### Provided entries
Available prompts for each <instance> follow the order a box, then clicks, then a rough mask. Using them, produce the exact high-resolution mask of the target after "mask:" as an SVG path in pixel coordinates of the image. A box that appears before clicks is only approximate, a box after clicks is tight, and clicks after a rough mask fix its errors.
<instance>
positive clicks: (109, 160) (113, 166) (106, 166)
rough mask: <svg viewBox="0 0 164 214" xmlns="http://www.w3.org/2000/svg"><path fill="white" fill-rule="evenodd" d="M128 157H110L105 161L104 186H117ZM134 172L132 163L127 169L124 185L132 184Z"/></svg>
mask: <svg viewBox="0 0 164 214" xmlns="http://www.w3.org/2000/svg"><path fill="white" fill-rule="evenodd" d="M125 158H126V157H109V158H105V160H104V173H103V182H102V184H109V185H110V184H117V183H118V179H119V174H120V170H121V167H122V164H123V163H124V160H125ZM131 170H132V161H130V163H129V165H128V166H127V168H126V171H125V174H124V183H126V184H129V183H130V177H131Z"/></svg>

### Your objective
Find and copy each line of the data where "instance" is present.

### Task response
Available prompts for each <instance> follow the order a box, then clicks, then a rough mask. Using them, produce the exact high-resolution mask of the target after "mask:" as an SVG path in pixel coordinates of the image. A box that appears before clicks is only approximate, a box after clicks is tight, and clicks after a rough mask fix its errors.
<instance>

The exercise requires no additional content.